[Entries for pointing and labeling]
********************
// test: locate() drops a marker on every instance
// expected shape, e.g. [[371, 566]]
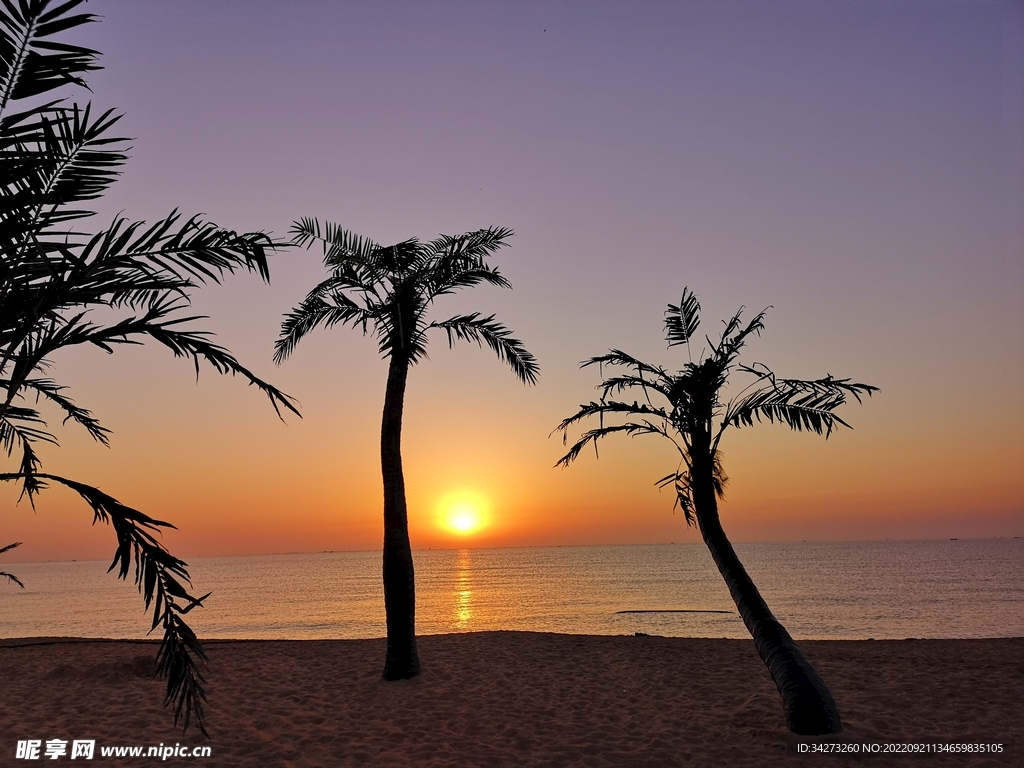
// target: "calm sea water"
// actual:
[[930, 589]]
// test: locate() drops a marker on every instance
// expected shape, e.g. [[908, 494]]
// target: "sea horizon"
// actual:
[[894, 589], [542, 546]]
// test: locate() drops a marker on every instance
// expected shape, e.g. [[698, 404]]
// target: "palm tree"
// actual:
[[389, 290], [686, 409], [62, 288]]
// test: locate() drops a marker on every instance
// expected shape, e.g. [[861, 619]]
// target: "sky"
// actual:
[[857, 166]]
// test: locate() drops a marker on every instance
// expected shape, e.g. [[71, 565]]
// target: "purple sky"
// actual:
[[857, 165]]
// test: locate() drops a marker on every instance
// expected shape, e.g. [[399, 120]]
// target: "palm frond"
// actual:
[[315, 311], [488, 331], [161, 580], [30, 64], [681, 321]]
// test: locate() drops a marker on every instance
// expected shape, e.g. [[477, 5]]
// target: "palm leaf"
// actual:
[[681, 321], [488, 331]]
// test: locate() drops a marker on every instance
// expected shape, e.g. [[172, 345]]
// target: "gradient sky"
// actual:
[[857, 165]]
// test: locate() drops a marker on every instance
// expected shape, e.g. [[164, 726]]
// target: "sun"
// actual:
[[463, 514]]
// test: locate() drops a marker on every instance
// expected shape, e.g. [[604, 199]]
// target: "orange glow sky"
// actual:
[[860, 169]]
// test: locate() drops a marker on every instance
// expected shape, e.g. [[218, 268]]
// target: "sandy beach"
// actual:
[[515, 698]]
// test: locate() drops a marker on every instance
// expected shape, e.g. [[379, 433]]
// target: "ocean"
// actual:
[[848, 590]]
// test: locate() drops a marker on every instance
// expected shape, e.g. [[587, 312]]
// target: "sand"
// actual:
[[509, 698]]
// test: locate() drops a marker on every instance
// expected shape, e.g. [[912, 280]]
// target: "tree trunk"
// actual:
[[810, 709], [399, 584]]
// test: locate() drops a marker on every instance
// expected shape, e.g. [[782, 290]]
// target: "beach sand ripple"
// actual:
[[510, 698]]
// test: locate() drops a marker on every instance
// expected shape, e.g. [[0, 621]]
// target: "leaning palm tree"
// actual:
[[60, 288], [390, 290], [686, 408]]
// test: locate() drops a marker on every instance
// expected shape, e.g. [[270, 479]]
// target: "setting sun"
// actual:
[[463, 514]]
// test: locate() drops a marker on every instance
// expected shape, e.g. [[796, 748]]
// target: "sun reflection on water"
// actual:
[[463, 591]]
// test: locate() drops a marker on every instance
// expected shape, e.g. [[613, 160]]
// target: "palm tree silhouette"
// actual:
[[389, 290], [62, 288], [688, 411]]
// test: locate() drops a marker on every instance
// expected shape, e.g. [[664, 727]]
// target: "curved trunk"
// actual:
[[399, 585], [810, 708]]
********************
• _To be done_
Reproduce all of the material above line for line, without any changes, but omit the picture.

• _Task answer_
// test: locate() drops a marker on every instance
// expected shape, e.g. [[371, 566]]
// target: "calm sea water"
// actual:
[[930, 589]]
// test: locate() drops a marker on every instance
// expected shape, e.g. [[908, 494]]
// target: "sea horizon"
// actual:
[[894, 589], [542, 546]]
// test: locate() drops a marker on every instance
// expected shape, e.g. [[698, 404]]
// target: "palm tree"
// actual:
[[389, 290], [686, 409], [62, 288]]
// test: locate() drops a marker on every instance
// expected shape, e.g. [[861, 619]]
// target: "sky"
// actual:
[[857, 166]]
// test: locate() drops a marker on every instance
// expected shape, e.g. [[71, 565]]
// target: "purple sky"
// actual:
[[857, 165]]
// test: locate() drops a marker on every instance
// expected shape, e.g. [[399, 120]]
// target: "palm frond"
// actual:
[[315, 311], [488, 331], [161, 580], [30, 64], [681, 321]]
// test: locate() drops a marker on every instance
// expected shape, e.g. [[477, 5]]
// target: "palm leaf"
// actual:
[[681, 321], [488, 331]]
// test: locate() drops a marker on every instance
// expected shape, e.g. [[172, 345]]
// target: "gradient sky"
// actual:
[[857, 165]]
// test: locate() drops a marker on every instance
// expected shape, e.g. [[164, 726]]
// target: "sun"
// actual:
[[463, 514]]
// test: locate() drops a marker on every instance
// expected shape, e.g. [[604, 199]]
// target: "orange glow sky"
// actual:
[[860, 169]]
// test: locate() drops a marker on every instance
// expected shape, e.g. [[218, 268]]
// target: "sandy beach"
// actual:
[[515, 698]]
// test: locate() drops a marker on every instance
// expected shape, e.g. [[379, 433]]
// target: "ocean"
// actual:
[[848, 590]]
// test: locate() drops a marker on every instance
// expected shape, e.g. [[587, 312]]
// target: "sand"
// actual:
[[509, 698]]
// test: locate() drops a marker on every instance
// expected shape, e.g. [[912, 280]]
// target: "tree trunk"
// actual:
[[810, 709], [399, 584]]
// test: locate() drops a marker on every instance
// expected shape, e.g. [[782, 290]]
// target: "beach sand ripple"
// actual:
[[510, 698]]
// test: locate() drops a marker on every instance
// expected shape, e.g. [[0, 621]]
// target: "leaning palm tree"
// actual:
[[60, 288], [390, 290], [686, 408]]
// test: locate() drops a marker on every instance
// expected shape, e.g. [[270, 479]]
// target: "setting sun"
// actual:
[[463, 514]]
// test: locate() drops a marker on every instance
// expected shape, e.g. [[796, 748]]
// target: "sun reflection on water"
// actual:
[[463, 591]]
// test: locate() drops a marker on every instance
// expected shape, e.g. [[613, 160]]
// target: "palm tree silhouette"
// actual:
[[389, 290], [62, 288], [688, 411]]
// test: locate() drops a marker on every instance
// expected shape, e.g. [[664, 727]]
// target: "curved trunk"
// actual:
[[399, 585], [810, 708]]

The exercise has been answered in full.